### How to complete this task
Set down the material in full. Keep every line exactly as it is.

──────── Exercise data ────────

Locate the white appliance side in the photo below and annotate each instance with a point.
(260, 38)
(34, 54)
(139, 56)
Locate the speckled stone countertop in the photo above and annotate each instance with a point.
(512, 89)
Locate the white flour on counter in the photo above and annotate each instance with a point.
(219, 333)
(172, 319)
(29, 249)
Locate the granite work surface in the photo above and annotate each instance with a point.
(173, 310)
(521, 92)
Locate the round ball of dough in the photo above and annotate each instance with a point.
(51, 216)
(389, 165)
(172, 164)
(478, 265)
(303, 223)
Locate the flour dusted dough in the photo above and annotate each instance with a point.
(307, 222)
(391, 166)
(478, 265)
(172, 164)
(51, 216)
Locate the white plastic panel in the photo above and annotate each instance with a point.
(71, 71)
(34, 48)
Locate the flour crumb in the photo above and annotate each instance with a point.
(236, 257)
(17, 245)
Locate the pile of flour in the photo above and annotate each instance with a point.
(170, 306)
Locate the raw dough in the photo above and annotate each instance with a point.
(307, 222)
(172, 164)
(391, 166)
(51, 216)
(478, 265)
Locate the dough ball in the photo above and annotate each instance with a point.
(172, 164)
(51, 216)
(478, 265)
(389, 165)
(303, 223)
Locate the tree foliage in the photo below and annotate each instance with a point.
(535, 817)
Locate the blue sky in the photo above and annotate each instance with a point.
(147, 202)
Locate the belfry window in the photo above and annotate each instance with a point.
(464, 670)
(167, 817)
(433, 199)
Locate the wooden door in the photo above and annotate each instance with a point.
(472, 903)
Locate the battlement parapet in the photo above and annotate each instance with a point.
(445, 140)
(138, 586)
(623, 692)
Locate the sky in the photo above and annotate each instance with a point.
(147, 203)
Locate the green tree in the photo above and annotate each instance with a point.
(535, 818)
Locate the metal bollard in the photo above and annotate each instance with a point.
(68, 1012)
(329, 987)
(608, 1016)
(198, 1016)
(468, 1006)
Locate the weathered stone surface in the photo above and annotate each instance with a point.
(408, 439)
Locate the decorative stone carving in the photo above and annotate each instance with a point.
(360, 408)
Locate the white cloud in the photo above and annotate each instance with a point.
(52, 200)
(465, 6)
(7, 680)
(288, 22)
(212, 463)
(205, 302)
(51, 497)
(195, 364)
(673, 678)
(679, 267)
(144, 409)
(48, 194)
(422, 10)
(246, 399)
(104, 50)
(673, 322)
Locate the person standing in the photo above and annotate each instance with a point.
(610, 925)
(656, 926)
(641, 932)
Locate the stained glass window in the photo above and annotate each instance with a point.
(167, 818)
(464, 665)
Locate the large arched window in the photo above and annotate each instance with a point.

────────

### Exercise result
Locate the white appliance side in the photo below and annotate each instance with a point.
(260, 38)
(34, 54)
(139, 56)
Locate the speckled stone countertop in the photo above and annotate each instance with a point.
(512, 89)
Locate the white flour on counter in the photo above and annotate each instance with a point.
(219, 333)
(172, 319)
(29, 249)
Locate the granite work surface in the photo above and annotate each instance with a point.
(173, 310)
(521, 92)
Locate the round ball of dough in the photo above and annotate each instance with a point.
(51, 216)
(389, 165)
(172, 164)
(478, 265)
(303, 223)
Locate the flour dusted dough in the photo above and annotate each instance with a point.
(307, 222)
(391, 166)
(478, 265)
(172, 164)
(51, 216)
Locate the white plastic panel in the photo above and annotate each instance with a point.
(71, 71)
(34, 48)
Locate the flour crumb in the photo above and annotate each instance with a point.
(236, 257)
(17, 245)
Locate the pile of flour in the photo above and annotate each instance with a point.
(170, 306)
Locate the raw dough in the photo above and annotate each instance with a point.
(307, 222)
(172, 164)
(391, 166)
(51, 216)
(478, 265)
Locate the dough ball in the photo above and annotate each instance with a point.
(172, 164)
(51, 216)
(478, 265)
(389, 165)
(303, 223)
Locate the tree foliage in the photo below and annotate each instance with a point.
(535, 817)
Locate the blue sky in the photo above and annotate each instance with a point.
(147, 202)
Locate the belfry window in the photo above and annotate each instance with a point.
(464, 670)
(167, 817)
(433, 199)
Locate the wooden door in the photo above and annotate each instance with a point.
(472, 903)
Locate the battlement parapet in the photo above and annotate each instance with a point.
(445, 140)
(138, 586)
(623, 692)
Locate the sky in the photo above and annotate each instance with a point.
(147, 203)
Locate the green tree in the photo above and annotate each instance with a point.
(535, 818)
Locate the metal bollard in the photo above and annotate each instance with a point.
(68, 1012)
(329, 987)
(608, 1016)
(198, 1016)
(468, 1006)
Locate the weathered stone surface in the photo above and annotate each instance with a point.
(408, 439)
Locate the decorative stone carving in the photo above and annotate each instance with a point.
(360, 408)
Locate the white cloud in the photo above and annotate each instance with a point.
(52, 200)
(465, 6)
(7, 680)
(288, 22)
(212, 463)
(205, 302)
(51, 497)
(195, 364)
(673, 678)
(679, 267)
(144, 409)
(48, 194)
(422, 10)
(246, 399)
(104, 50)
(673, 322)
Locate the person standing in the photo above and annotate each instance with a point.
(610, 925)
(656, 926)
(641, 932)
Locate the stained glass window in the photo above and annotate each instance with a point.
(167, 818)
(464, 665)
Locate the large arched window in the photo above and annotate each instance with a point.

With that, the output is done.